[BEGIN Material to process]

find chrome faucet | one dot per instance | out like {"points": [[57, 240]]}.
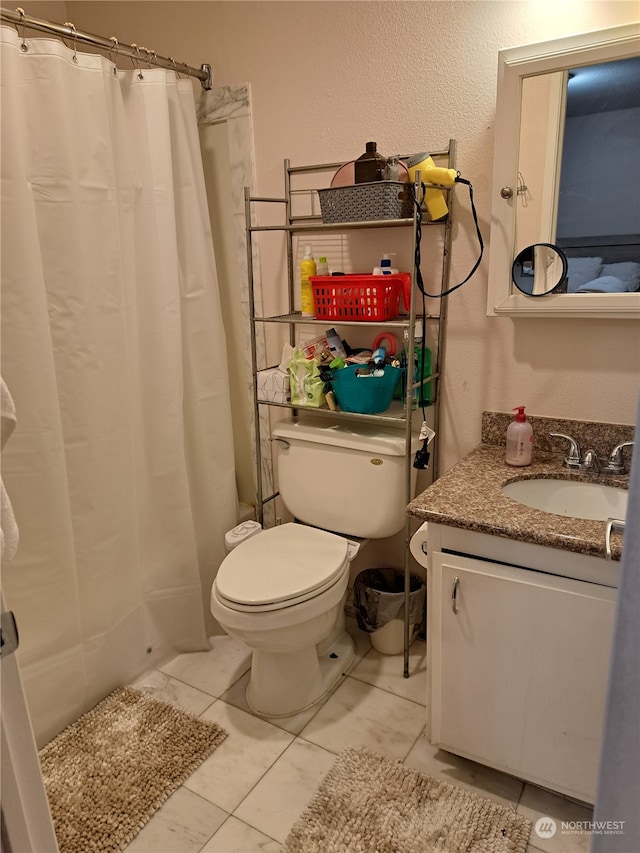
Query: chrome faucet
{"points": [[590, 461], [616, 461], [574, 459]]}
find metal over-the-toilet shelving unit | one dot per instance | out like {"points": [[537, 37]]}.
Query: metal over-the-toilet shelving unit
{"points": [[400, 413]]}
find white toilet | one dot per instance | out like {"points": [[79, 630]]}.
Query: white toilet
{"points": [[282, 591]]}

[END Material to process]
[BEGIN Material to process]

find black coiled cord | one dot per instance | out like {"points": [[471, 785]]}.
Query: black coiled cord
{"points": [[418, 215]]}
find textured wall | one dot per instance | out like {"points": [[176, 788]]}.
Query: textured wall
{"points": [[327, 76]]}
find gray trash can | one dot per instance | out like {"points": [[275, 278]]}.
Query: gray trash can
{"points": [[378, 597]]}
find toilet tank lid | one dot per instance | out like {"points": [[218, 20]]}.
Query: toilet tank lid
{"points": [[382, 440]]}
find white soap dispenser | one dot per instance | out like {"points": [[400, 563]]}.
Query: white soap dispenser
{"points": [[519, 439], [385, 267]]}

[END Material to process]
[BEGIN Material to process]

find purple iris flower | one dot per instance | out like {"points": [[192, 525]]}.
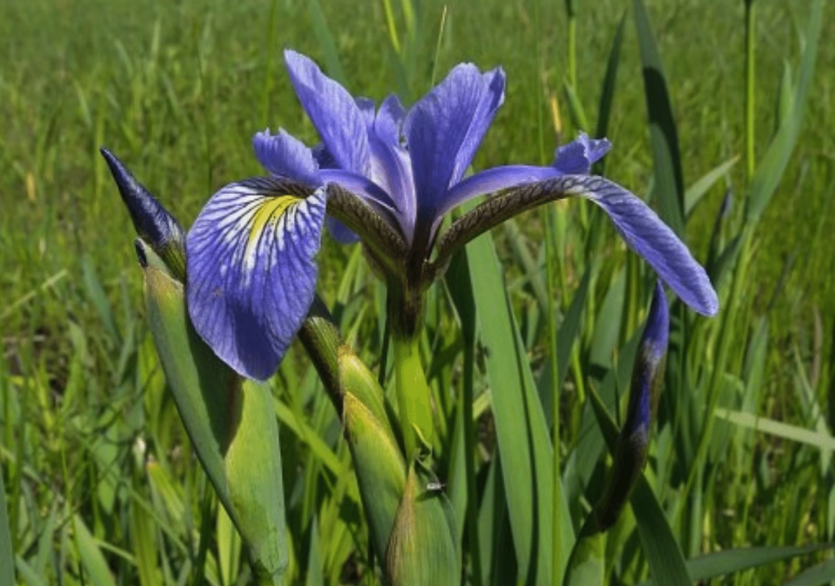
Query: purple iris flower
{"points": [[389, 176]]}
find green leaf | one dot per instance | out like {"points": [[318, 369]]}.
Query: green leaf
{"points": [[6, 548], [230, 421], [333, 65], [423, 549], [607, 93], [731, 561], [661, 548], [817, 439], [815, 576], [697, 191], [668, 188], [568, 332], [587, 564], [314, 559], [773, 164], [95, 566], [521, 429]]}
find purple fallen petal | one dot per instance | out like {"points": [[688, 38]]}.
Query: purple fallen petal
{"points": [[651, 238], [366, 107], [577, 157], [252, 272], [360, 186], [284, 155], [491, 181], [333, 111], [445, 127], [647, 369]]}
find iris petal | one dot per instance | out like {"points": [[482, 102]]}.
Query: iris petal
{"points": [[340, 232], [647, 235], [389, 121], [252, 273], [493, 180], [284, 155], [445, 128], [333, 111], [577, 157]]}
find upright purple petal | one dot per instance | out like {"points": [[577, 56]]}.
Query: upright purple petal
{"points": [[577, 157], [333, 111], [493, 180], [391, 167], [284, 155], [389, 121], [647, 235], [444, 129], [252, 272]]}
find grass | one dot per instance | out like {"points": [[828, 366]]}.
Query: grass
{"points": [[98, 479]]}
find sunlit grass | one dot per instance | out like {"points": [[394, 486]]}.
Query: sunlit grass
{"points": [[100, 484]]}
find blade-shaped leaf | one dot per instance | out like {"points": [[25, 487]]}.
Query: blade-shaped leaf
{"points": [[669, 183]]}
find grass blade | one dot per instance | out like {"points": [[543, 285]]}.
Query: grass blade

[END Material to process]

§ Set exercise
Gather every line above that contains the word "wall" and copy each of those lines in full.

§ Solution to the exercise
find textured wall | one dot per instance | out like {"points": [[176, 788]]}.
Query: textured wall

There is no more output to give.